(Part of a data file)

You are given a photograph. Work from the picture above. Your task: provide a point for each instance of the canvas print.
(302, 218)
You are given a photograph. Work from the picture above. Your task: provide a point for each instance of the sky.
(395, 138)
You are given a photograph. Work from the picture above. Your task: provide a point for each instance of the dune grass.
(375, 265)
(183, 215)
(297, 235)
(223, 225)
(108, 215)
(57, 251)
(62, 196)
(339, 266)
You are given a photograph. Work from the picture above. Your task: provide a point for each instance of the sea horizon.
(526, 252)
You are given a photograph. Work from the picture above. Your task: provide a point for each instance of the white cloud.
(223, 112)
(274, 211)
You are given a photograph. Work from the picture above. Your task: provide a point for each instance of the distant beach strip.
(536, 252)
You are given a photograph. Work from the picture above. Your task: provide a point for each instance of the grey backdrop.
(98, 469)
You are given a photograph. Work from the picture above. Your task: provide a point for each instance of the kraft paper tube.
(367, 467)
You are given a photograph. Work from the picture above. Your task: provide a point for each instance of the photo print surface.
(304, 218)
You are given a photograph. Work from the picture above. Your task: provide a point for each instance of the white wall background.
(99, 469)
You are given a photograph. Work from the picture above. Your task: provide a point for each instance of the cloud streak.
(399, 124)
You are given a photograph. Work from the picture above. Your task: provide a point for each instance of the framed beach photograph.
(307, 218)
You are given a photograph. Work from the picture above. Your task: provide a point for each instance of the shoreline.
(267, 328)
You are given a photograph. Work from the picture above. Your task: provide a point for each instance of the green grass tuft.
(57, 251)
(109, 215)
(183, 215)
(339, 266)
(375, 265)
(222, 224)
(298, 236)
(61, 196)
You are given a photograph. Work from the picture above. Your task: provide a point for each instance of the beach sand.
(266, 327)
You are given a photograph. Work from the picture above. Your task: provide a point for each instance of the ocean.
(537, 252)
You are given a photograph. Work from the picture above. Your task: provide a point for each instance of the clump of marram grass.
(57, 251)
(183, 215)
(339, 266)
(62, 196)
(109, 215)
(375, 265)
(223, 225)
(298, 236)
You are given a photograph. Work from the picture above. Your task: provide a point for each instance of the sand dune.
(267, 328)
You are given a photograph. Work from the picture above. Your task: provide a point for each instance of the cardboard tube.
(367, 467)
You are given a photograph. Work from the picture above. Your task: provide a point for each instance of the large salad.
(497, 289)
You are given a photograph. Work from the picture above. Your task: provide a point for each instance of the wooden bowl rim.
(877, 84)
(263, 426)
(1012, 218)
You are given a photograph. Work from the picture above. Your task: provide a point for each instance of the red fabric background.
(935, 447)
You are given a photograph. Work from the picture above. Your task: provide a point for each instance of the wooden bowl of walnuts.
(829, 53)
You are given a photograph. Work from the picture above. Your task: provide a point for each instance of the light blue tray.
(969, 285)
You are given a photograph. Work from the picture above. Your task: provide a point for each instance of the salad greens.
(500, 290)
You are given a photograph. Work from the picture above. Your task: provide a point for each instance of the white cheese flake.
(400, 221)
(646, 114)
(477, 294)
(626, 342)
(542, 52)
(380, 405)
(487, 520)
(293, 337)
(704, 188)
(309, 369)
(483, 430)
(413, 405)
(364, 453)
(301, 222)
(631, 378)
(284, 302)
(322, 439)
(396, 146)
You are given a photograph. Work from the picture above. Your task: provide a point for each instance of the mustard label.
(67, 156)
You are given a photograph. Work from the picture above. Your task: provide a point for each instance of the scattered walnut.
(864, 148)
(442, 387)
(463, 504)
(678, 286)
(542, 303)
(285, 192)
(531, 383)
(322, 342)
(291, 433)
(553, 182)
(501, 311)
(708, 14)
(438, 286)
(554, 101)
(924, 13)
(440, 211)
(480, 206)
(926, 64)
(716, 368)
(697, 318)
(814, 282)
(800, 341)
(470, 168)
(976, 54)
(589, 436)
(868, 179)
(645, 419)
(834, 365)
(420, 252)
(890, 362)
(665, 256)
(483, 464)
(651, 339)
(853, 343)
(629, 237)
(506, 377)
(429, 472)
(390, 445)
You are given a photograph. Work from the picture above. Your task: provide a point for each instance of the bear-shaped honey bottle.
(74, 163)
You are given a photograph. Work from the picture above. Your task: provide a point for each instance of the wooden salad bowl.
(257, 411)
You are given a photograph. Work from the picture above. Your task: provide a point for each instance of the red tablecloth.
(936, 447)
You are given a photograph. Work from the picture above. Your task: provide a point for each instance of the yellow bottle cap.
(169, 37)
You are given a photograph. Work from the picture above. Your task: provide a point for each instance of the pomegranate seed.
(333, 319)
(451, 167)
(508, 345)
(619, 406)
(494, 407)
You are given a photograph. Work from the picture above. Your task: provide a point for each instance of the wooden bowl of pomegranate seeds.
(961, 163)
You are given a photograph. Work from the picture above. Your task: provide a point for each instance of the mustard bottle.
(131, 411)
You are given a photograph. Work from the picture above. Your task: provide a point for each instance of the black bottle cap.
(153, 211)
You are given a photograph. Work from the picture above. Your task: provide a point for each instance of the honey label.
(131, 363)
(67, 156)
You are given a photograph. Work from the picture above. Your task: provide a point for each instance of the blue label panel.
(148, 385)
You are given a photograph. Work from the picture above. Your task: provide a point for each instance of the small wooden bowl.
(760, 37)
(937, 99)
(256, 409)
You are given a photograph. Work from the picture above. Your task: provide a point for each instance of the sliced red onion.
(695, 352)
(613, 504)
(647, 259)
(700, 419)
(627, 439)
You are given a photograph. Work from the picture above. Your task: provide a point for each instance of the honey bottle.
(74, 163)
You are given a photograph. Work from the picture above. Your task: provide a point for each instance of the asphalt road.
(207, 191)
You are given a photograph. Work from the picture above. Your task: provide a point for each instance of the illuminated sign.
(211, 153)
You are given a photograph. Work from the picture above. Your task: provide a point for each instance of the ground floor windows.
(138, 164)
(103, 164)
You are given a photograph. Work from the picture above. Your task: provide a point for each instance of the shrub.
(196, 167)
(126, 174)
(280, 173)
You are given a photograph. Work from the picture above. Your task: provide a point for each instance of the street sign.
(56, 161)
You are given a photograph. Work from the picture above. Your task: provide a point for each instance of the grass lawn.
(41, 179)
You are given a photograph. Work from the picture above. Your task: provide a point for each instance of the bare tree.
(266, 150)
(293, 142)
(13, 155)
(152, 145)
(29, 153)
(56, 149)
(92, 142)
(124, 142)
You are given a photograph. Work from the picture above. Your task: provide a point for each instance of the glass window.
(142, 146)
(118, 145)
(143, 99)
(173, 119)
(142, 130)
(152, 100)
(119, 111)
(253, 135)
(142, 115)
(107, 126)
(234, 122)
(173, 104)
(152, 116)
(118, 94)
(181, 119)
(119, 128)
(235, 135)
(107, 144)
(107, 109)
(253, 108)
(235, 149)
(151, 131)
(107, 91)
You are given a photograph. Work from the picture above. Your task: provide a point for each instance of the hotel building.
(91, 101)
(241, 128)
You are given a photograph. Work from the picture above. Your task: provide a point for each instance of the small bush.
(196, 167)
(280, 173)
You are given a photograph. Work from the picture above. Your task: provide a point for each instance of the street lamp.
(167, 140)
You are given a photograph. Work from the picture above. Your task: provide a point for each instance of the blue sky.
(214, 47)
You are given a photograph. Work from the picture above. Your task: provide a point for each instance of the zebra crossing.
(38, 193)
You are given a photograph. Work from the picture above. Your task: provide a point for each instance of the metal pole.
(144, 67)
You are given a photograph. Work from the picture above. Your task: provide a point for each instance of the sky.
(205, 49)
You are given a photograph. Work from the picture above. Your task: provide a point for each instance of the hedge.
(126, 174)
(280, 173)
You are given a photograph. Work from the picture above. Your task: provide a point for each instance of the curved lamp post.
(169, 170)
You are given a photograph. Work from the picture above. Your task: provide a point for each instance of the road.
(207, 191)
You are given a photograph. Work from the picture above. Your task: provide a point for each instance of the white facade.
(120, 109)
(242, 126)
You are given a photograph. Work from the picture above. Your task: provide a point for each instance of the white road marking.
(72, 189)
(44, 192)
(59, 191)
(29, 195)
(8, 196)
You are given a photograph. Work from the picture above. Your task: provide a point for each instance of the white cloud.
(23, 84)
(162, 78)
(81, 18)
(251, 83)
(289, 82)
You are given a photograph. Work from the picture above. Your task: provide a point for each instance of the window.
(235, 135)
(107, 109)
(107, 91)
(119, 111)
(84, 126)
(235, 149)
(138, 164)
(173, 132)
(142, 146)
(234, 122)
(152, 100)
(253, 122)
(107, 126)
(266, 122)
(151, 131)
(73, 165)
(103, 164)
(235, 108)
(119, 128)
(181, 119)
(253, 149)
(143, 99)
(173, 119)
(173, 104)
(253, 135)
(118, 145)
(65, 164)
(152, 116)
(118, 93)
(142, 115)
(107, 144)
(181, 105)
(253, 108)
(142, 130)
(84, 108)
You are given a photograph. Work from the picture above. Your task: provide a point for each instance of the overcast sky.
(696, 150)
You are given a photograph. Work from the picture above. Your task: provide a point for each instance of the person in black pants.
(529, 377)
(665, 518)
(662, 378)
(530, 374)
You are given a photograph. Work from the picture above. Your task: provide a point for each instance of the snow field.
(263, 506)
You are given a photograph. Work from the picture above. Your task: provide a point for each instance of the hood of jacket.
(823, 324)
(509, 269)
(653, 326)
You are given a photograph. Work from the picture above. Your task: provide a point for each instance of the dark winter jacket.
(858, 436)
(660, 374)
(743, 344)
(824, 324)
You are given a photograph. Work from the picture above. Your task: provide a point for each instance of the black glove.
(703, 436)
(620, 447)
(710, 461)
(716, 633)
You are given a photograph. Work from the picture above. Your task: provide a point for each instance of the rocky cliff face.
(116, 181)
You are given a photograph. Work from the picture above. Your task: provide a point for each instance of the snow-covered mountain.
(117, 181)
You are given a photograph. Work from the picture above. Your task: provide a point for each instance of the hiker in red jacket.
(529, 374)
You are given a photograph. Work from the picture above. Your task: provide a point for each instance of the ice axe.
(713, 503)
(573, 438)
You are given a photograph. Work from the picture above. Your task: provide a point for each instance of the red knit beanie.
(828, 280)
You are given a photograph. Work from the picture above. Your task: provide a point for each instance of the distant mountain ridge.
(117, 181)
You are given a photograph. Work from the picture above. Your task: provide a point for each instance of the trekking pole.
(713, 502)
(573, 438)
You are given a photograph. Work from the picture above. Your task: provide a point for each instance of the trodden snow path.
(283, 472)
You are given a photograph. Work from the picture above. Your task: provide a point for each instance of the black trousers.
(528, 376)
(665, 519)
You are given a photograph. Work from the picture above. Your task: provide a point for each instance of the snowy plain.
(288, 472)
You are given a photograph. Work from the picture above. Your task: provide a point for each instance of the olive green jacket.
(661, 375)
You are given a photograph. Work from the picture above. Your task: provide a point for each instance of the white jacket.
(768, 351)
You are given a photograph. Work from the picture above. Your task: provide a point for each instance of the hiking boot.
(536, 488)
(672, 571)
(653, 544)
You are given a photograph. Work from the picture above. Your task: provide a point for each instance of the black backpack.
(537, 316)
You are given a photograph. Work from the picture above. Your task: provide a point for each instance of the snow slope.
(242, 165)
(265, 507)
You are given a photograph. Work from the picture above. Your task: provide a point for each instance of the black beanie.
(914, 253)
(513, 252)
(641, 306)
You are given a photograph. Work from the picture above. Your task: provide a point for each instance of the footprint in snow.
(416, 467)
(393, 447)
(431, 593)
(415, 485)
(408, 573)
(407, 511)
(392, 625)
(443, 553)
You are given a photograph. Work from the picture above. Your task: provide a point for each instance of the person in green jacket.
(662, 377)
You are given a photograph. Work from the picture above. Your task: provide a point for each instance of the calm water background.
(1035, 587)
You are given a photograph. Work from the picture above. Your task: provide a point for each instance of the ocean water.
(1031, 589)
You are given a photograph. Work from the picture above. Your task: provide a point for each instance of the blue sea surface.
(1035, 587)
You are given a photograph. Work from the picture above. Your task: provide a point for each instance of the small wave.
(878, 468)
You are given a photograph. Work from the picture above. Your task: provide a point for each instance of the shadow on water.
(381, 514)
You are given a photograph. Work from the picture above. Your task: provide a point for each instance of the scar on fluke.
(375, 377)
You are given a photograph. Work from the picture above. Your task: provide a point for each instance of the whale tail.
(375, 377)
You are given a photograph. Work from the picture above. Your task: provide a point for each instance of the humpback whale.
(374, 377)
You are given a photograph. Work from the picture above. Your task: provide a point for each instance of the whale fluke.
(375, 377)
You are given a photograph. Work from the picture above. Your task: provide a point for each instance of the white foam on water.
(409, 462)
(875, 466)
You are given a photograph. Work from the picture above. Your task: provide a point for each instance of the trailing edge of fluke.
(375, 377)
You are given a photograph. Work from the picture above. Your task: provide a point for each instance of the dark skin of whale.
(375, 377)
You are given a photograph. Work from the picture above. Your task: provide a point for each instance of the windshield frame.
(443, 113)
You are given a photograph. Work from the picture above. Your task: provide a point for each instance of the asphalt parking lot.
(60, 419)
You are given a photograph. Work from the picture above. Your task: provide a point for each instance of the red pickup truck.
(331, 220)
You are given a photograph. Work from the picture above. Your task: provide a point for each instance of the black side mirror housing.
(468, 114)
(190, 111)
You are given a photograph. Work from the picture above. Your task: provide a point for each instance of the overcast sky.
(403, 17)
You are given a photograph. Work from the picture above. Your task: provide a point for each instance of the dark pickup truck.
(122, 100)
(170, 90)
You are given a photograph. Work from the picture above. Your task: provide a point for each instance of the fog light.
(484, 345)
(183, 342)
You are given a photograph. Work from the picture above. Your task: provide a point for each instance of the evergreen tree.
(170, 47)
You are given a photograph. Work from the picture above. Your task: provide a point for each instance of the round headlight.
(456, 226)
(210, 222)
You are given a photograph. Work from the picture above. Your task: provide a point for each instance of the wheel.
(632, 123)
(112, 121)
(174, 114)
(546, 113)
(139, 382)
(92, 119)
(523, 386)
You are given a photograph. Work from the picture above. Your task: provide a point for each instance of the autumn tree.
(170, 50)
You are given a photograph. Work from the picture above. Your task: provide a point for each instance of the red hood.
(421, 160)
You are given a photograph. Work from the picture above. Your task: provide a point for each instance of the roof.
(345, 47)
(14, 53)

- GIVEN EXERCISE
From the line holding "side mirror housing." down to the final line above, quote every line exactly and only those lines.

- PROBLEM SOLUTION
You are given a photograph. Work from the picture above. Your task: provide a point for each instance of the black side mirror housing.
(468, 114)
(190, 111)
You are given a photograph. Work from the picture above. Your task: provide a point for each instance of the overcast sky.
(403, 17)
You are given a photograph. Work from the picture above. Your task: provide a point for each instance of the dark pickup truck.
(122, 100)
(170, 90)
You are given a photograph. Work from the picture above. Your task: provide a point for each instance of the fog light.
(484, 345)
(183, 342)
You are given a photograph. Work from the picture above. Your task: provide a point for each instance of the evergreen tree.
(170, 47)
You are given a photograph. Work from the picture above. Your task: provide a point for each instance of the round headlight.
(456, 226)
(210, 222)
You are given a photograph. Work from the picture above. Your task: provide a point for each instance of the wheel.
(632, 123)
(112, 121)
(174, 114)
(546, 113)
(139, 382)
(92, 119)
(523, 386)
You are given a photograph. Work from the picture above. Your task: provide a point for each instance of the autumn tree.
(170, 50)
You are given a photograph. Work from the picture above. Your task: provide a point for each instance of the red hood.
(421, 160)
You are given a photograph. Work from the picture above. Your task: provide a point for each instance of the roof.
(345, 47)
(14, 53)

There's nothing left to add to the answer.